- Belge Metni -
Mimar Şefik Birkiye, yaptığı yer üstü mekanlarla ilgi çeken bir mimar, bu yerlere gömdüğü finansmanla en az o kadar ilgi çeken bir yatırımcı, yaptığı mekanları değerlendirirken de ilgiyi üzerine çekmeyi başaran bir pazarlamacı. Neyi nasıl ve niye yaptığını anlattı. Başarısına ilişkin ipuçlarını satır aralarında yakamayacaksınız.

Yaprak Özer: Size ne demeliyim mimar, şehir bölge planlamacısı… Felsefeci yanınız da  var.  Bu noktadaki merak ve ilginizi değişik şekillerde kullandığınızı görüyorum, üretiyorsunuz. Siz kendinizi nasıl tanımlıyorsunuz öyle başlayayım.

Şefik Birkiye: Ben kendimi nasıl tanımlasam. Tabii insan mimar doğmuyor maalesef, öyle olmak isterdim. Fakat mimariye çok kısa zamanda heveslendiğim için kendimi her şeyden önce mimar olarak görüyorum. Fakat mimarı da klasik anlamda bir meslek olarak değil, topluma çok büyük katkısı olan bir yapıcı olarak görüyorum. Çünkü mimar olmak sadece inşaat yapmak veya plan çizmek değil, toplumu düşünmek, istikbalini düşünmek, geçmişini bilmek ve insanların uzun vade birlikte yaşayabilecekleri mahalleri yapabilmek için bir çeşit vazife gibi görüyorum.

Yaprak Özer: Omuzlarınıza çok yük alıyorsunuz değil mi bu anlamda?

Şefik Birkiye: Git gide fazla, çünkü git gide bunu yapabilmek için yaptığım projelerin finansmanını da organize etmeye başladım.

Yaprak Özer: Evet, ona geleceğim. Özellikle sormak istiyorum, farklı bir model geliştirmişsiniz. Ama önce 100’ün üzerinde mimar çalışıyor sizinle ve ifade ettiğiniz gibi yalnızca bina yapmıyorsunuz. Bu arada egosu büyük projelere imza attığınızı gördüm sizinle ilgili araştırma yaparken; devlet binaları gibi, bir bölgeyi kapsayan çalışmalar gibi… Başından beri böyle büyük işler mi yaptınız?

- Sağlanan Veriler -
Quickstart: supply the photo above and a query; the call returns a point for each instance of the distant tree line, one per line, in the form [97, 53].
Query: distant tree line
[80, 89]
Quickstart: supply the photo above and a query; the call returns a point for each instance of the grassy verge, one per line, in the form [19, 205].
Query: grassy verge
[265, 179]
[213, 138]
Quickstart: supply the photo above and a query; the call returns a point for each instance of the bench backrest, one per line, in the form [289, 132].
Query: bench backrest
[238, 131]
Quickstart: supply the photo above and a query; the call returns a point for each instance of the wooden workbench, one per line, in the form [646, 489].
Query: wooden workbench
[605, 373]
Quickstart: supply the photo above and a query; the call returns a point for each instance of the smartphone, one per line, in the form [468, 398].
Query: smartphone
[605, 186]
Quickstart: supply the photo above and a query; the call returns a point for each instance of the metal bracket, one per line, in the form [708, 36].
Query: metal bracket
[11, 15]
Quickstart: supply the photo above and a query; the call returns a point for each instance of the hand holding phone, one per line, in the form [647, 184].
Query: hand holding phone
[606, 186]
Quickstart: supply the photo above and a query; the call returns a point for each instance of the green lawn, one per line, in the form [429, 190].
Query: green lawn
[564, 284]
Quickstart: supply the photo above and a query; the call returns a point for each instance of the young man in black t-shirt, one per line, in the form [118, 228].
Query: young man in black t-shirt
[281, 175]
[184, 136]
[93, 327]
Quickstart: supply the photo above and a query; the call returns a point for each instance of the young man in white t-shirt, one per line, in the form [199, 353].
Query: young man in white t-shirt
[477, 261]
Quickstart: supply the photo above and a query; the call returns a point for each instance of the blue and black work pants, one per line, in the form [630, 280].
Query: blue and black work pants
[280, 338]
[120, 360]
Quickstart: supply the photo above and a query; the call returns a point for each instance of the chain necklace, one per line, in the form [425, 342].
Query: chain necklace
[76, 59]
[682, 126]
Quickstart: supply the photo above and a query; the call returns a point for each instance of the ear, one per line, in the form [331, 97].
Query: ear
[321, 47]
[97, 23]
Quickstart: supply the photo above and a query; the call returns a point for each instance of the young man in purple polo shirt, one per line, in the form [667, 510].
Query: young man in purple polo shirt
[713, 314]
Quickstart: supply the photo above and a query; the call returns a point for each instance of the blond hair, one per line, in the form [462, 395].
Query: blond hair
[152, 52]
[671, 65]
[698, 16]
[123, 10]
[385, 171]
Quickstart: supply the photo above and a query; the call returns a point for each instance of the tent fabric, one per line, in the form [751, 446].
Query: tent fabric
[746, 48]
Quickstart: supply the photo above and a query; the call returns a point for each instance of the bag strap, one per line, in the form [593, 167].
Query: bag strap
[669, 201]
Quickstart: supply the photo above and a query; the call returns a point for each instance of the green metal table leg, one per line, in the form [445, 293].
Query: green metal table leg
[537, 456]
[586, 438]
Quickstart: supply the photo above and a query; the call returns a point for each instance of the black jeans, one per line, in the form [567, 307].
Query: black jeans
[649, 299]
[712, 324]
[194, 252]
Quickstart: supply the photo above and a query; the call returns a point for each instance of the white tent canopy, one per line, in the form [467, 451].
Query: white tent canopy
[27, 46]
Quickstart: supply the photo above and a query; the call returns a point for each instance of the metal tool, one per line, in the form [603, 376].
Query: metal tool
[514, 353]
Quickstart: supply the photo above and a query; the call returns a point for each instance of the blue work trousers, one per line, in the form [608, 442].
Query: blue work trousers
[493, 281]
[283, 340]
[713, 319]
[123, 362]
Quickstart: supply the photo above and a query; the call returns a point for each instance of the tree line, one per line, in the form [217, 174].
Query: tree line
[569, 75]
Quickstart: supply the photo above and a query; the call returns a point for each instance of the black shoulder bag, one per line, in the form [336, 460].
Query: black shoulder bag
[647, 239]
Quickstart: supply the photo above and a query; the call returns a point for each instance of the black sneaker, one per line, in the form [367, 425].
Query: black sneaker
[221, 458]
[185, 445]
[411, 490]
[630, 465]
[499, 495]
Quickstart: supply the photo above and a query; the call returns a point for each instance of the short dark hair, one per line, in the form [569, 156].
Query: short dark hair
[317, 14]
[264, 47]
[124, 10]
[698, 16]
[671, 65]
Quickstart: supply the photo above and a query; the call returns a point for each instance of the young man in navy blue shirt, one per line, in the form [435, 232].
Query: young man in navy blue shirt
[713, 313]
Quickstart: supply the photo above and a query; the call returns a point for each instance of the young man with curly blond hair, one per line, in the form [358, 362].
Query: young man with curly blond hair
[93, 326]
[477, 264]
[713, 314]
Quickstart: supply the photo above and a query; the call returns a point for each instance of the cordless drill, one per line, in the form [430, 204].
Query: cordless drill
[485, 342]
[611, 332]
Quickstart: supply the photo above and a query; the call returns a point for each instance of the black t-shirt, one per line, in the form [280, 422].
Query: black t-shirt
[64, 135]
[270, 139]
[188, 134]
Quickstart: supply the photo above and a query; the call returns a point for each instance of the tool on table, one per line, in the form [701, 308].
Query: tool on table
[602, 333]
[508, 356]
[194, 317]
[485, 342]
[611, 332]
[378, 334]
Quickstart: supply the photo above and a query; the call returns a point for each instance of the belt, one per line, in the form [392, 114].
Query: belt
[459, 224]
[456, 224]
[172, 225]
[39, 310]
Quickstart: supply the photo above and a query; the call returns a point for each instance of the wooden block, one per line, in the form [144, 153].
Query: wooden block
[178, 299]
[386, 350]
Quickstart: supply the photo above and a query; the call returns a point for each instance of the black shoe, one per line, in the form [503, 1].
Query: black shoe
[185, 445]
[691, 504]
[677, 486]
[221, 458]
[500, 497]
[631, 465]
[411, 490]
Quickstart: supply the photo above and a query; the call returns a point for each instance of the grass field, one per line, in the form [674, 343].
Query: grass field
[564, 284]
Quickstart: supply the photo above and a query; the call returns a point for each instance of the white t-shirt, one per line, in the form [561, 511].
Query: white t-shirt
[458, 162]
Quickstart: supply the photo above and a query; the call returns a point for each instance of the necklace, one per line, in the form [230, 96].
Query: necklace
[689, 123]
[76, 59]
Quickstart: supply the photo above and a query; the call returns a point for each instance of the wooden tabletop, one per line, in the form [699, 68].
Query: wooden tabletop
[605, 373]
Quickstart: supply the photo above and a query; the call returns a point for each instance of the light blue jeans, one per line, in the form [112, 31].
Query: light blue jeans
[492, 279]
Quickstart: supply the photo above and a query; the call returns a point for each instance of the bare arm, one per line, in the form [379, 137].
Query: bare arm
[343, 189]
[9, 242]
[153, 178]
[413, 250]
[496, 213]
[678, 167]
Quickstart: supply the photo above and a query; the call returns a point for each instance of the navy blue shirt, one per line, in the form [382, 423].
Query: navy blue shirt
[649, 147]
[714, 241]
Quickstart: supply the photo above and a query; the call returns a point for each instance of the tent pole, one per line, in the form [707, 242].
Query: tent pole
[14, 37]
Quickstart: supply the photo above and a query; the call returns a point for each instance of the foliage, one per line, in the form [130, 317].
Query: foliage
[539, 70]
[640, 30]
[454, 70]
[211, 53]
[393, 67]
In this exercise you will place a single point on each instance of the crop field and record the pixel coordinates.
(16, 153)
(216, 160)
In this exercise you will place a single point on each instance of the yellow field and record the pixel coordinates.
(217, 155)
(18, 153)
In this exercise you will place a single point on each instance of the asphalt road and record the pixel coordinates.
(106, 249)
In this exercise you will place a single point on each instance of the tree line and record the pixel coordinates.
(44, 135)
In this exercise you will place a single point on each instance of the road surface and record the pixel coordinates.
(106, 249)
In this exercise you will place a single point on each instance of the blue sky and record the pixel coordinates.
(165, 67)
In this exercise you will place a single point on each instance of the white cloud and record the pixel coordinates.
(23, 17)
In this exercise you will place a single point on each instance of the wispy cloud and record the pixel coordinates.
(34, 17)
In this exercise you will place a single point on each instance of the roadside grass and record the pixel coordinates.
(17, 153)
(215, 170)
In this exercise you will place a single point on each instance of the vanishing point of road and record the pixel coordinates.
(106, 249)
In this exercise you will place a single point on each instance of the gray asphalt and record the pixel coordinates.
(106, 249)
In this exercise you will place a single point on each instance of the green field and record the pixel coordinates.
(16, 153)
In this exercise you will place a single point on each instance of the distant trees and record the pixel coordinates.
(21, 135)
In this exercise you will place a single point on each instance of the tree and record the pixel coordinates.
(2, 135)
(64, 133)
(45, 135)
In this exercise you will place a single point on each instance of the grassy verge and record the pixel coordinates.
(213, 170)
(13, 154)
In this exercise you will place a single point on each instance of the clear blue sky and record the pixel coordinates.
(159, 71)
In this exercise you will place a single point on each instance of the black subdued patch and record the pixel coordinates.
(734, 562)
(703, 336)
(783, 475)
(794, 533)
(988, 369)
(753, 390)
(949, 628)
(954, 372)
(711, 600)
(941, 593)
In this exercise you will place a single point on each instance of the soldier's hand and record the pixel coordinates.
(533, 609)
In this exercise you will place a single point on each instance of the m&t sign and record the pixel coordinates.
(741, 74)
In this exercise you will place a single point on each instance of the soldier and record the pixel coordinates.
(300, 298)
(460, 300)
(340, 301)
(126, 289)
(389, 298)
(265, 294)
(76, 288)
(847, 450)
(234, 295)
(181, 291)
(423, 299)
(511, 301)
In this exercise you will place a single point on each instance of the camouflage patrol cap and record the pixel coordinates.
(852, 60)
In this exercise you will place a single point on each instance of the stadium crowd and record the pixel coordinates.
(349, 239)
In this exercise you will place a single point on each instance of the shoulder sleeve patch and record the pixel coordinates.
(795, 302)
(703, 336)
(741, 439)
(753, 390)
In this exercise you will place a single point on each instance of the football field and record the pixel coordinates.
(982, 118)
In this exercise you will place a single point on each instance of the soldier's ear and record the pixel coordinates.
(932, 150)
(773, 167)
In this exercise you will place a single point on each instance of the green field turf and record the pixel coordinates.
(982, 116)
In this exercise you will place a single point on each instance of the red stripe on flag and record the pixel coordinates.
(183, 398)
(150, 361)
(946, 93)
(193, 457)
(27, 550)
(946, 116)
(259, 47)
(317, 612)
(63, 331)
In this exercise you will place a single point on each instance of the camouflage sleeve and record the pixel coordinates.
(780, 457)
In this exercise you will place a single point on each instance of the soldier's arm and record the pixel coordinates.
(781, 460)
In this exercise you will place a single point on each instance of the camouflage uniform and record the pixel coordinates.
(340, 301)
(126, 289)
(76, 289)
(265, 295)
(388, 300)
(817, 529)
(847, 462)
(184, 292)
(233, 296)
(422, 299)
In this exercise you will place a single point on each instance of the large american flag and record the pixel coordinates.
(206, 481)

- Yapılacak Görevler -
• 1. Şefik Birkiye söyleşisinde "Mimar Şefik Birkiye, yaptığı" sözlerini içeren yerle açılıp "tanımlıyorsunuz öyle başlayayım." ile kapanan bölümü olduğu gibi kopyalayın.
• 2. Şefik Birkiye söyleşisinin giriş paragrafında Birkiye için kullanılan meslek nitelendirmelerinin tamamını sıralayın.
• 3. Şefik Birkiye söyleşisini kaldığı yerden ilerletin.

- Görev Bazında Sonuçlar -
• 1.
Mimar Şefik Birkiye, yaptığı yer üstü mekanlarla ilgi çeken bir mimar, bu yerlere gömdüğü finansmanla en az o kadar ilgi çeken bir yatırımcı, yaptığı mekanları değerlendirirken de ilgiyi üzerine çekmeyi başaran bir pazarlamacı. Neyi nasıl ve niye yaptığını anlattı. Başarısına ilişkin ipuçlarını satır aralarında yakamayacaksınız.

Yaprak Özer: Size ne demeliyim mimar, şehir bölge planlamacısı… Felsefeci yanınız da  var.  Bu noktadaki merak ve ilginizi değişik şekillerde kullandığınızı görüyorum, üretiyorsunuz. Siz kendinizi nasıl tanımlıyorsunuz öyle başlayayım.

• 2. mimar, yatırımcı, pazarlamacı

• 3.
Şefik Birkiye: Şansım, Brüksel’in en iyi okullu olan La Combre diye bir mimari ve şehircilik okulunda okudum. Bu okulu da meşhur Almanların Bauhaus’unu kuran bazı mimarlar kurmuştu. Bir çeşit ileri görüş, yeni mimari, yeni şehircilik gibi böyle orijinal bir okuldu. Orada biz çalışmalarımızı daha çok mahalle sakinlerine proje yaparak başladık.

Yaprak Özer: Toplumla, insanlarla bir arada.

Şefik Birkiye: Mahalle sakinleri bayağı ayaklanmıştı, şehirlerin harpten sonra yıkılması, kötü inşa edilmesi konularında. Biz de mahalle sakinlerine talebe olarak proje yapıyorduk devlete karşı ve sonra okulu kapattılar. Böyle maceralı bir başlangıç oldu.

Yaprak Özer: İsyankar bir yönünüz olduğunu mu anlayalım?

Şefik Birkiye: İşte oradan başladı. Okulu kapattılar, biz yeni bir okul yaptık; Avrupa şehirlerini yeniden inşa etme okulu diye. Bunlar özel okul olarak beş sene çalıştı. Bizler o okulda bedava ders verdik. 40 tane talebemiz vardı. Böyle heyecanlı başladık. Büyük çaplı projelere ve bilhassa sosyo-politik açısını da düşünerek yapabileceğimiz katkıya bakıyorduk. Onun için ben hep büyük projelerle başladım. Kendim de büyük projeleri alamayacağım için başka mimari ve şehircilik bürolarına taşeron olarak çalışmaya başladım, New York’ta, Chicago’da, Paris’te, Almanya’da, Belçika’da…

Yaprak Özer: Bu dönem ne kadar sürdü?

Şefik Birkiye: Dört beş sene sürdü. Hiçbir müşterim yoktu. Ben sadece başka mimari bürolarına, ismimi de koymadan, proje yapıyordum. Böylelikle büyük projelere girme şansım oldu ilk başından. Ondan sonra da genellikle orada etkin olabileceğimi düşündüm.

Yaprak Özer: Rüzgarın savurduğu yere mi gidersiniz, yoksa hep planlı programlı mı hareket edersiniz?

Şefik Birkiye: Çok uzun vade plan yapmıyorum. Başardıkça bir ilerisini, bir şeye geldikten sonra bir ilerisini düşünüyorum. Öyle çok uzun vade planlarım olmadı hiçbir zaman, hayal kırıklığına uğramamak için.

Yaprak Özer: Peki, bugüne kadar yaptıklarınızı üst üste, alt alta ekleseniz ne kadarlık alana dokunmuş oluyorsunuz?

Şefik Birkiye: Toplam 8 milyon metrekare binalar inşa ettik.

Yaprak Özer: 8 milyon metrekare ne kadarlık bir yerdir 8 milyon metrekare?

Şefik Birkiye: Çok büyük bir mahalle.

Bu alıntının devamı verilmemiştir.